→ WHAT IS ASKED
Copy every one of the entries below in full, request lines included, but shift each x and y coordinate in the answers by -8. Leave the pictures out.

→ INPUT
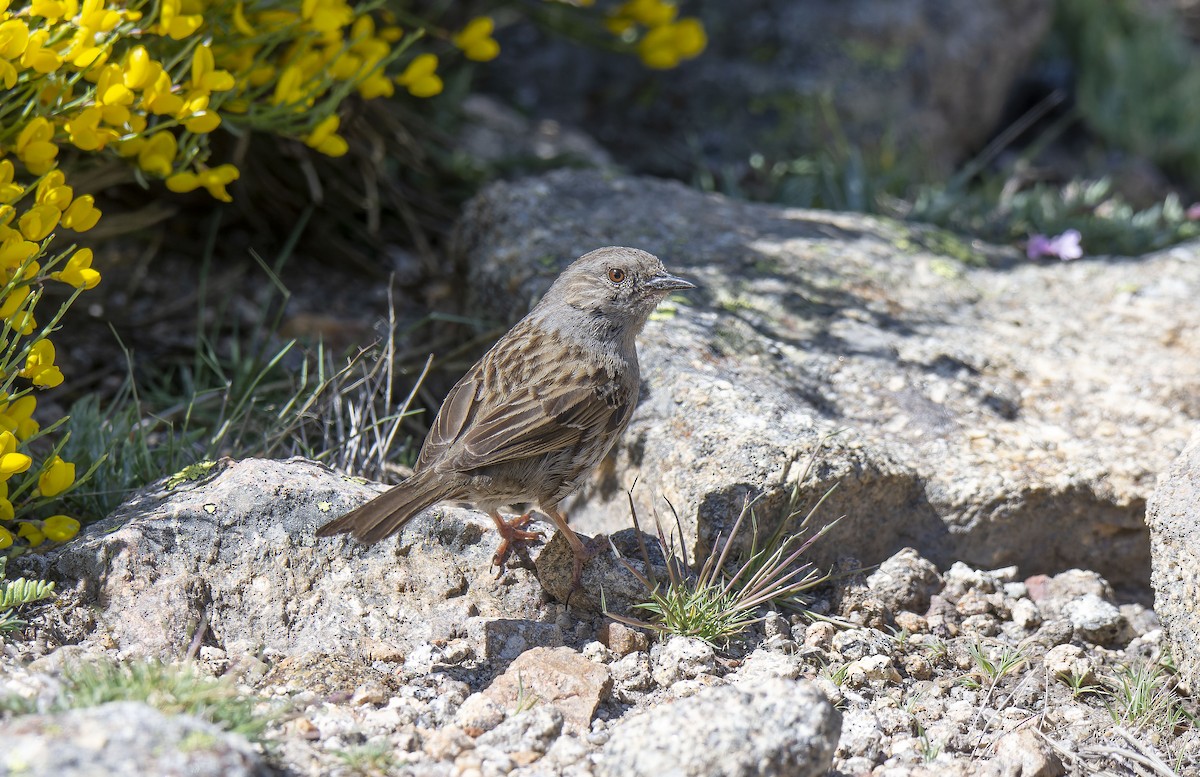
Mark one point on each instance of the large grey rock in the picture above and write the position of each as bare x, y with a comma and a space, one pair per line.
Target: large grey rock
231, 561
775, 728
927, 78
124, 738
1174, 519
991, 409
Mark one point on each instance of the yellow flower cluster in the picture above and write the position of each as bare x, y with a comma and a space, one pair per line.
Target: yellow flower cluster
666, 41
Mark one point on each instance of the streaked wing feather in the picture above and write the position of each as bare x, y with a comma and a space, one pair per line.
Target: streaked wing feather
454, 416
534, 426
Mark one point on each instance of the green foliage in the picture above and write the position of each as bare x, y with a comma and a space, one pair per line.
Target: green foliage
1143, 696
173, 688
724, 598
16, 592
1138, 79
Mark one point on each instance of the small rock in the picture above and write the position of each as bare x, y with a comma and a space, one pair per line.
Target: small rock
1095, 619
553, 675
1024, 753
874, 670
911, 622
859, 643
1068, 662
917, 667
505, 638
682, 658
774, 729
1025, 614
631, 676
905, 582
479, 714
532, 730
604, 572
861, 736
820, 634
622, 639
125, 738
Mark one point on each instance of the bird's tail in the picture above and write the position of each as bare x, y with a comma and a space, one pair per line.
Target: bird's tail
384, 515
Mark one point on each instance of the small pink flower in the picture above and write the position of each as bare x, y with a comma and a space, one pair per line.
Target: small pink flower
1066, 246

→ SOLVED PROBLEM
Mark one point on each instance of the large grey rock in the picture above and write the position of each as bare x, y with a comma and a space, one pair per line.
Target: large grey rock
223, 553
767, 720
919, 70
116, 730
1166, 511
983, 401
Mark one point on each instance of the yellow flower cluster in the picture above and write the position of each as bare x, y with a comma and a space, one pair per line.
Target: yellow flower cluster
658, 33
Mark one point on each instance of the streaked wing feather in the picture above and write the position of each as bare x, y with a comma and a space, one pair per line.
Target: streaked wing feather
446, 408
526, 418
Mark one point on each instance of the green foliage in the picture above and write the position of each as bare x, y with a comma and a space, one pair per line.
Target: green foliage
1135, 688
165, 680
716, 590
8, 584
1130, 71
Mark one point on each instance of the small rock in the picture above and write the position of each as bare x, y with a comma and a space, one pair per line.
Target: small rock
1087, 611
545, 667
1016, 745
866, 662
903, 614
851, 635
1060, 654
909, 659
497, 630
674, 650
766, 721
1017, 606
623, 668
897, 574
471, 706
524, 722
596, 564
853, 728
812, 626
614, 631
117, 730
Mark one point on each instance of the bird's tail in the picture above and write the position of each as bare x, y with a comma and a space, one pair per line.
Target: bird's tail
376, 507
Mark one point on each instance of the small pink flower in the picture above and write the position of each as bare x, y with a comma and a space, one pair per line.
Target: small pink flower
1058, 238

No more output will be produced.